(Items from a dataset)
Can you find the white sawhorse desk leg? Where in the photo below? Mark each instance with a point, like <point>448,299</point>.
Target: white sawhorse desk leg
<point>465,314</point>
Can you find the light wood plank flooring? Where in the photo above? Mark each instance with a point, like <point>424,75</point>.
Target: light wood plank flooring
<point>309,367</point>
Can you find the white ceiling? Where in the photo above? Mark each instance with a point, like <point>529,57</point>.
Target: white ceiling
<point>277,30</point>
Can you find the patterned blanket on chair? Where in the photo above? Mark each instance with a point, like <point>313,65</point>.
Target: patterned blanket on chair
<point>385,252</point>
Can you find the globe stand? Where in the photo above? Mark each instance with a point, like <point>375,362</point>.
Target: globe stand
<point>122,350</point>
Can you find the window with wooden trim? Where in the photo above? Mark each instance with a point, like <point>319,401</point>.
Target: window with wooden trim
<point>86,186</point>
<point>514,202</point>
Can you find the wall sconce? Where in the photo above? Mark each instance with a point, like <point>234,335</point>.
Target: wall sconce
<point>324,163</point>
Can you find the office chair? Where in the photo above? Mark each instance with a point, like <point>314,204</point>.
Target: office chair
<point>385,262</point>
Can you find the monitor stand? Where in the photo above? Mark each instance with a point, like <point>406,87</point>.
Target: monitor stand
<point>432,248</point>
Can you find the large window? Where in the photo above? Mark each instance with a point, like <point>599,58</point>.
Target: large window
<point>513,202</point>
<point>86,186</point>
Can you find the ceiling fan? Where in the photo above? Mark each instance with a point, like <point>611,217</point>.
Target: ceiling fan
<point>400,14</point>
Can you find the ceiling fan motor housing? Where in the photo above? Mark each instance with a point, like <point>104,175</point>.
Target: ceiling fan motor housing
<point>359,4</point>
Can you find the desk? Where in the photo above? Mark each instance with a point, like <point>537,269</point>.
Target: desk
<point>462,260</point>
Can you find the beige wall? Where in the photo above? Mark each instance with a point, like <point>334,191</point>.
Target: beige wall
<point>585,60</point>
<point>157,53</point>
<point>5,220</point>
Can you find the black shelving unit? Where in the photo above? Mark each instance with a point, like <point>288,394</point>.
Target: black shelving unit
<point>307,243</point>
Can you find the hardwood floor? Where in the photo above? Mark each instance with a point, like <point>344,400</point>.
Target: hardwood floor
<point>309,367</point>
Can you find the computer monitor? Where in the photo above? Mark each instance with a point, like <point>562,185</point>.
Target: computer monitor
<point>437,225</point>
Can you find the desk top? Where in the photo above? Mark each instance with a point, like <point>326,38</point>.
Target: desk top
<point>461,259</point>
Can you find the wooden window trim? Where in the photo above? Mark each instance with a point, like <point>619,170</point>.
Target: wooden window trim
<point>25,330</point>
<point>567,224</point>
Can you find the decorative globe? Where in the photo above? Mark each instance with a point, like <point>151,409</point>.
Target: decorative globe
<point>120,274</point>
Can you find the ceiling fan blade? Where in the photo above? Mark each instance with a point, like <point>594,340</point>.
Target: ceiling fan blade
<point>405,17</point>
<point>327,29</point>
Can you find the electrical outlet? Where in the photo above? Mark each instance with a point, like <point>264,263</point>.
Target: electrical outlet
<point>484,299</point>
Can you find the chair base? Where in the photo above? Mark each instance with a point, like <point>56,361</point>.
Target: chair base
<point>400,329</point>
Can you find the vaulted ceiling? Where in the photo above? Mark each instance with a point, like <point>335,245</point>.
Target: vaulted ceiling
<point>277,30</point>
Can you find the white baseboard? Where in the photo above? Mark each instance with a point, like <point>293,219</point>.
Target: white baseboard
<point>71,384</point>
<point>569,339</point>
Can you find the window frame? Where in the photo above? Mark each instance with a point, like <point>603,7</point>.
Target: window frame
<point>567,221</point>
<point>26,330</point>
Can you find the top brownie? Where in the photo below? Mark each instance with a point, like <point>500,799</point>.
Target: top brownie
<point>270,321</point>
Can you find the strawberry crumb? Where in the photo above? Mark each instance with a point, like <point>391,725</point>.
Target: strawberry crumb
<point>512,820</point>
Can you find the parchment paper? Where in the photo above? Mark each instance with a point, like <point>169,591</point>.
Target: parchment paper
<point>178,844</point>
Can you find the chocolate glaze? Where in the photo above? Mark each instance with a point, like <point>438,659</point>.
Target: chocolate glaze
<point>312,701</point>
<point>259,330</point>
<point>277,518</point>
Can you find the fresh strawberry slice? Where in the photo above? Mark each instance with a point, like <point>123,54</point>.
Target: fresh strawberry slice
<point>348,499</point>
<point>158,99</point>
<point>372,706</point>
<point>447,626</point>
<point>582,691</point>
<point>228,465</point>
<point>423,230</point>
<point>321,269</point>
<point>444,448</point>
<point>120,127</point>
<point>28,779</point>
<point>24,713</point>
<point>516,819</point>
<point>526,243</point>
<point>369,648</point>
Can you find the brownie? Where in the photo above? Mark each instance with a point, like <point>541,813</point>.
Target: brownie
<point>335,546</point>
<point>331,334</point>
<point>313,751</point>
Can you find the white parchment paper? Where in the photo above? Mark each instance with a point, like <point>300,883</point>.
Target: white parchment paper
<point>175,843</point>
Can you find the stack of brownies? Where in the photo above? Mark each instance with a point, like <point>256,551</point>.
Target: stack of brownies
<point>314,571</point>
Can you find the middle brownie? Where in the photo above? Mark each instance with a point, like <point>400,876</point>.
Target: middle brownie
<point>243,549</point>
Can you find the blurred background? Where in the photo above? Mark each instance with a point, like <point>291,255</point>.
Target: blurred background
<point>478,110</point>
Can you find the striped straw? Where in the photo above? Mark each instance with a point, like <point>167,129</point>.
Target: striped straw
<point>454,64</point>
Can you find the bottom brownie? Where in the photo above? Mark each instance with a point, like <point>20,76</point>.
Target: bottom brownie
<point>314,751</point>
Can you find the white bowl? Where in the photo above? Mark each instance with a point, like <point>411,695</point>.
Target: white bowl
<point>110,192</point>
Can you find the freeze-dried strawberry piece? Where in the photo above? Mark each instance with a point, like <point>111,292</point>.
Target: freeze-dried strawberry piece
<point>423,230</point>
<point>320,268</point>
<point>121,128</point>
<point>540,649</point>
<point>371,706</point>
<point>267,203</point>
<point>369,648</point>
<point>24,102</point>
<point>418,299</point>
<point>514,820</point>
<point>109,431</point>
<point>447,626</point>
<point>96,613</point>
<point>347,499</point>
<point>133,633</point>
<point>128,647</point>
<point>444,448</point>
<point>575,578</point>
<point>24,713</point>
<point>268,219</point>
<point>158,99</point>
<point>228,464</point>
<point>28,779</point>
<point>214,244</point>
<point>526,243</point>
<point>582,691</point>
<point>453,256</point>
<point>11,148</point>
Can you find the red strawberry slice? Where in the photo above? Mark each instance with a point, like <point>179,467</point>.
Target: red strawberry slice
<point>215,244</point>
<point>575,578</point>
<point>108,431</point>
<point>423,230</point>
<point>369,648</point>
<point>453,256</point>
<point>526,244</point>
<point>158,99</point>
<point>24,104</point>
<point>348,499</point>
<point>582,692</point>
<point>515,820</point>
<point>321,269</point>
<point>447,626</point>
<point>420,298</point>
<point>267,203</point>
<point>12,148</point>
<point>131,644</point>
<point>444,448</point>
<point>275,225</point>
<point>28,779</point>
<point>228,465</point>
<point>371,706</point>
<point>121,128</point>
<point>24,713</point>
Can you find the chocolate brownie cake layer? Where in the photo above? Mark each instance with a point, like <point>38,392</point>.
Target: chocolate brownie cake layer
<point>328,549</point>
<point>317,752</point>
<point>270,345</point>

* _Work instruction_
What lines in the records contain the word "below"? Return each one.

* _Result for this exercise_
Can you find the white sawhorse desk leg? Where in the photo below? Mark each instance with a point, like <point>448,299</point>.
Can you find the top brownie? Where in the photo below? Mark each instance with a point, like <point>500,799</point>.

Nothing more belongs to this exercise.